**ACTION ITEM:**
Copy exactly the lines from the start of the data below through the one that carries "--target=pink poppy flower", and only those.

**EXTRACTED MATERIAL:**
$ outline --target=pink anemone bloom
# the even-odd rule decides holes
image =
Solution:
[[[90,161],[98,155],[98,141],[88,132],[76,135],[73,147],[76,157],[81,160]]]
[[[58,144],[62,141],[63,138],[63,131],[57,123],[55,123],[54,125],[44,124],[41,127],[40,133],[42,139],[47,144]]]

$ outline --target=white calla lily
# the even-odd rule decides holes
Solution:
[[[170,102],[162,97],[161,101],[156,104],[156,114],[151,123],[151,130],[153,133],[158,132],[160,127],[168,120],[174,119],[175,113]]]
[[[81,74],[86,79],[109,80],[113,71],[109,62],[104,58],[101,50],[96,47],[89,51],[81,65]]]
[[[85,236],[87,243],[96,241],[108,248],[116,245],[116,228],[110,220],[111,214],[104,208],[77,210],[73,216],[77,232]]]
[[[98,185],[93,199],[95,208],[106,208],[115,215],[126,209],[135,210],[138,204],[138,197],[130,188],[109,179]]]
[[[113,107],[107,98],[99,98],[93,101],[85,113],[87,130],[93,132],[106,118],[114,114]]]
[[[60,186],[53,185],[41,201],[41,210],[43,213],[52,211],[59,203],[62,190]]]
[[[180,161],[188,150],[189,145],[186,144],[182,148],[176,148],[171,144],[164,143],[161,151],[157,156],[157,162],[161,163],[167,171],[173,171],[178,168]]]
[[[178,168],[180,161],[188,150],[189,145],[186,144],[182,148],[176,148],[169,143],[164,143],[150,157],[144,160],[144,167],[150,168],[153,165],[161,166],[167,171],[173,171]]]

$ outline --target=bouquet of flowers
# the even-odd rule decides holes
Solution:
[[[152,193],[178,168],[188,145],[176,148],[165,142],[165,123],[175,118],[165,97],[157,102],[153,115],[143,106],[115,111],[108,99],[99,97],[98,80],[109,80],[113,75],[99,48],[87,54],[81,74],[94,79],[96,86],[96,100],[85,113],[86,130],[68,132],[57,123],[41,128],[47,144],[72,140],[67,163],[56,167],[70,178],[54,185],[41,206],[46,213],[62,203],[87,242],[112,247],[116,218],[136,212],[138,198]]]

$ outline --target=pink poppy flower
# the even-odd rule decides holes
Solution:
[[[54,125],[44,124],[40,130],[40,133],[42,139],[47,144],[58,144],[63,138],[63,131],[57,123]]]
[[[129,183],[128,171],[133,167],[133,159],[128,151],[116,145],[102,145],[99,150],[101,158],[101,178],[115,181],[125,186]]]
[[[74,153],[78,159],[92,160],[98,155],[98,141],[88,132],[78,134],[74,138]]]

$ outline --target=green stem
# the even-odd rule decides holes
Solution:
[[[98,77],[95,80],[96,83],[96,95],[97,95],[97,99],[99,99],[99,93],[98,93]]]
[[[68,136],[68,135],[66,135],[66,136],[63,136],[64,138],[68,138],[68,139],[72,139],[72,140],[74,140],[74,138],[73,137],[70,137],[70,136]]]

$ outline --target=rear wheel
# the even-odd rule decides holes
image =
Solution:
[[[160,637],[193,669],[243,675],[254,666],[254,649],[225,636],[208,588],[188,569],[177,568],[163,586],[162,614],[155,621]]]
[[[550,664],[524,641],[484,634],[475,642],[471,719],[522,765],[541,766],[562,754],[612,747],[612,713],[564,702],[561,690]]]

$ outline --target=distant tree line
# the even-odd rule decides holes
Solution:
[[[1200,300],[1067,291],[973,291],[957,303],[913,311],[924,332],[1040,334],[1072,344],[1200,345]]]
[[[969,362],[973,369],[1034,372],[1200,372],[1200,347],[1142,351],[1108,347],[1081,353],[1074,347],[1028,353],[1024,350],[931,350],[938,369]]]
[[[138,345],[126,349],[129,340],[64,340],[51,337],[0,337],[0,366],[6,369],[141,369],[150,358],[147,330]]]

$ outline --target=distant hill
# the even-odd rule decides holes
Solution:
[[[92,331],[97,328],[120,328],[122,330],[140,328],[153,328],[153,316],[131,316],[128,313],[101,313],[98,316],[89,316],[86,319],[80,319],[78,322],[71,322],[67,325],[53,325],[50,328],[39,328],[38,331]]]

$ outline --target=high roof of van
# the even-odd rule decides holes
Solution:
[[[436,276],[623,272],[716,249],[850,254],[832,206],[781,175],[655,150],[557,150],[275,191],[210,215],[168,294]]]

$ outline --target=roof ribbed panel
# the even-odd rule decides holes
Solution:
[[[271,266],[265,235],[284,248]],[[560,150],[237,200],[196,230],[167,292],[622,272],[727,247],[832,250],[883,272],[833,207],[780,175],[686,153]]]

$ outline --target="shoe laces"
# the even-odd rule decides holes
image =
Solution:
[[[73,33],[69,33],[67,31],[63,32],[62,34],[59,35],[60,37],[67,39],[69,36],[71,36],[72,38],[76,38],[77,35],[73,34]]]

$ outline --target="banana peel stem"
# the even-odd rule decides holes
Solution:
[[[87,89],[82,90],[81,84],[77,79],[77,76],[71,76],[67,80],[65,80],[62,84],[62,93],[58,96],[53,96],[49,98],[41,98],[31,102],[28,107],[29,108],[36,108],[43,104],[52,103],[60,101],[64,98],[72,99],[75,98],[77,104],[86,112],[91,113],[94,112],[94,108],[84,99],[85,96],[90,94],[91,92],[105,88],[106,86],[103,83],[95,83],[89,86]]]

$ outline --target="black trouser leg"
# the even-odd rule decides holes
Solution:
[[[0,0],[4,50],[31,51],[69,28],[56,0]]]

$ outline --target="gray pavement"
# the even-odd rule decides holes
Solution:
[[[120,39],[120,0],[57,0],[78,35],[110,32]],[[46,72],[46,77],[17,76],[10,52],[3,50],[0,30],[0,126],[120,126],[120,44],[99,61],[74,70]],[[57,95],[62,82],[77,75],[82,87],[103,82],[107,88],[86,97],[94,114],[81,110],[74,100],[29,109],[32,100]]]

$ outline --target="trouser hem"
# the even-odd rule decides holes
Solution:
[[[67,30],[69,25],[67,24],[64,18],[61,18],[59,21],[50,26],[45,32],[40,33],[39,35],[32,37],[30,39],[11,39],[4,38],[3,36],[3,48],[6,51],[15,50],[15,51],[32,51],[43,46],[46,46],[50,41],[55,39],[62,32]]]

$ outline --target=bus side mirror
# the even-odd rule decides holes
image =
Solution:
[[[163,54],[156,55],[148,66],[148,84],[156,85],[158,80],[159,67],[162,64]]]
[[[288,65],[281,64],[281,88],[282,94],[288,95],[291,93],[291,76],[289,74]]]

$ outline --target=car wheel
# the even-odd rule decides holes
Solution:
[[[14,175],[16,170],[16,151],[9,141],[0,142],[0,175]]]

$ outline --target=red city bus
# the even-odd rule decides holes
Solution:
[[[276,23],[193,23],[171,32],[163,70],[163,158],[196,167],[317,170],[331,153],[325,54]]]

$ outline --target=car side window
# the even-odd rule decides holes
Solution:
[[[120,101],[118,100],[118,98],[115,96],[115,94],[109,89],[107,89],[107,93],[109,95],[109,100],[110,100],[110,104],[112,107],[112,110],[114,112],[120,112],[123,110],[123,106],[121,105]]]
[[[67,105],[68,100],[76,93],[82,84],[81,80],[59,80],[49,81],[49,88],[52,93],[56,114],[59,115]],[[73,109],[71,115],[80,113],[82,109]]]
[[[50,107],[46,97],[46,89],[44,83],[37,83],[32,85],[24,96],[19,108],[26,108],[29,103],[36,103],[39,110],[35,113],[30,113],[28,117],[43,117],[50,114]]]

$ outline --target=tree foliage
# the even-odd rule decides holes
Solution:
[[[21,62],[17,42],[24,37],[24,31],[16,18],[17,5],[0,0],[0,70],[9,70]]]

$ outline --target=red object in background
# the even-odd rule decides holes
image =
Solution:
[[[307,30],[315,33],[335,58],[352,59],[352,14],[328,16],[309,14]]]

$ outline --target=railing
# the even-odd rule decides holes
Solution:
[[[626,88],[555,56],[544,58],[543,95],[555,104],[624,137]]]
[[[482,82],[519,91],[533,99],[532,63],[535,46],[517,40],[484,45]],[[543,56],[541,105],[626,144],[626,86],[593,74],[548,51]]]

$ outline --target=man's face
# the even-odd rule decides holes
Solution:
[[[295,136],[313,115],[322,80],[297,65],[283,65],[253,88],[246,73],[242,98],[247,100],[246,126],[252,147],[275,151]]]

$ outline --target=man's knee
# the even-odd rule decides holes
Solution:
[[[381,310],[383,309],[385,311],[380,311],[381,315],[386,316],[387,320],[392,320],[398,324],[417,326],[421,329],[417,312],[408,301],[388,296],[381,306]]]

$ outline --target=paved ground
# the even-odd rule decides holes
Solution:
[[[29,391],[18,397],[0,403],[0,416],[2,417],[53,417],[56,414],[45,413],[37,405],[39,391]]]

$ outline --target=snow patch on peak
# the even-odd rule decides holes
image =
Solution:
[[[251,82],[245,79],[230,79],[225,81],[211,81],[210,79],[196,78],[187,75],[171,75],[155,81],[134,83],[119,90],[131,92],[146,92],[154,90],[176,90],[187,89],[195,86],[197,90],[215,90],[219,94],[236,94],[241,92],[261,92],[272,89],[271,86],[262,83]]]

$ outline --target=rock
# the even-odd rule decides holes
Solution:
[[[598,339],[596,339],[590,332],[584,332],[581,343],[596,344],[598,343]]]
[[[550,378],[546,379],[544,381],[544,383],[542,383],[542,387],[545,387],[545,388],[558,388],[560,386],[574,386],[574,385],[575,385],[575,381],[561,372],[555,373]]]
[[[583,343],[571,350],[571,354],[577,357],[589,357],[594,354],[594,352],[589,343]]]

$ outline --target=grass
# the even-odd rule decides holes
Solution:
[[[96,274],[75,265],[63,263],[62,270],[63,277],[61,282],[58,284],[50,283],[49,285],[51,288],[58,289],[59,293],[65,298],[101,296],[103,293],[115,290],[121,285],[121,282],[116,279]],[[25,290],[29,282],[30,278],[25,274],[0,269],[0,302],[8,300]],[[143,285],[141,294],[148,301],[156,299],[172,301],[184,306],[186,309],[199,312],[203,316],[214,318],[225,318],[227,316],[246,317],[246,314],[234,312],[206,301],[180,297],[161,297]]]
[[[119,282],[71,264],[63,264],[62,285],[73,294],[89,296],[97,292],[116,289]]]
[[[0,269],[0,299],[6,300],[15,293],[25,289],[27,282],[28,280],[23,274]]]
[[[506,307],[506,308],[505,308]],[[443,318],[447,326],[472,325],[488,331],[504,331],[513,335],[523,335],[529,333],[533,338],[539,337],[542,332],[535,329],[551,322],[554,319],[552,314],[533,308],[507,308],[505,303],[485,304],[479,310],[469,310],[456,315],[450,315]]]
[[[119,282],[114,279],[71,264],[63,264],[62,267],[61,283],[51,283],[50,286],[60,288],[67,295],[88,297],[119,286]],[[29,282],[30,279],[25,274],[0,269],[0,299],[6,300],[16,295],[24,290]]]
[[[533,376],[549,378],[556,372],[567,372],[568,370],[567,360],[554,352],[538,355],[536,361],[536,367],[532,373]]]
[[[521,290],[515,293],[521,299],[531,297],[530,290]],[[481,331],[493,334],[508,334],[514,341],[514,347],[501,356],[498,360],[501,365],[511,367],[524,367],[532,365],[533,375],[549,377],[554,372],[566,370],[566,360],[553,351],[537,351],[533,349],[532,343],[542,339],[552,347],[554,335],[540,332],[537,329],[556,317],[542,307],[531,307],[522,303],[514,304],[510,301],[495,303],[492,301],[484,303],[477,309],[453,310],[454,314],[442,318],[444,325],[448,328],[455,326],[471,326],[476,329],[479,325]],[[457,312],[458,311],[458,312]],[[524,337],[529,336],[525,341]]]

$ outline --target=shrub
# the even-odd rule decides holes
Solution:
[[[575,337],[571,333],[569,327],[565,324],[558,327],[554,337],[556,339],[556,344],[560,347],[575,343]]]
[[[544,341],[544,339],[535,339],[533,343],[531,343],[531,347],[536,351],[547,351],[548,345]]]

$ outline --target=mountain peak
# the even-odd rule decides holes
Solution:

**PROBLEM SOLUTION:**
$ outline --target=pink anemone bloom
# the even-odd rule decides holes
image =
Solution:
[[[90,161],[98,155],[98,141],[88,132],[76,135],[73,147],[76,157],[81,160]]]
[[[58,144],[62,141],[63,138],[63,131],[57,123],[55,123],[54,125],[44,124],[41,127],[40,133],[42,139],[47,144]]]

$ outline --target=white calla lily
# the even-odd rule decides holes
Solution:
[[[170,102],[162,97],[161,101],[156,104],[156,114],[151,123],[151,130],[153,133],[158,132],[160,127],[168,120],[174,119],[175,113]]]
[[[81,74],[86,79],[109,80],[113,71],[109,62],[104,58],[101,50],[96,47],[89,51],[81,65]]]
[[[85,236],[87,243],[96,241],[108,248],[116,245],[116,228],[110,220],[111,214],[104,208],[77,210],[73,216],[77,232]]]
[[[98,185],[93,199],[95,208],[106,208],[115,215],[126,209],[135,210],[138,204],[138,197],[130,188],[109,179]]]
[[[113,107],[107,98],[99,98],[93,101],[85,113],[87,130],[93,132],[106,118],[114,114]]]
[[[60,186],[53,185],[41,201],[41,210],[43,213],[52,211],[59,203],[62,190]]]
[[[180,161],[188,150],[189,145],[186,144],[182,148],[176,148],[171,144],[164,143],[161,151],[157,156],[157,162],[161,163],[167,171],[173,171],[178,168]]]
[[[178,168],[180,161],[188,150],[189,145],[186,144],[182,148],[176,148],[169,143],[164,143],[150,157],[144,160],[144,167],[150,168],[153,165],[161,166],[167,171],[173,171]]]

$ outline --target=bouquet of flowers
# the even-odd rule decides holes
Solution:
[[[152,193],[178,168],[188,145],[176,148],[165,142],[165,123],[175,118],[165,97],[157,102],[153,115],[143,106],[115,111],[108,99],[99,97],[98,80],[109,80],[113,75],[99,48],[87,54],[81,74],[94,79],[96,86],[96,100],[85,113],[86,130],[68,132],[57,123],[41,128],[47,144],[72,140],[67,163],[56,167],[70,178],[54,185],[41,206],[46,213],[62,203],[87,242],[112,247],[116,218],[136,212],[138,198]]]

$ outline --target=pink poppy flower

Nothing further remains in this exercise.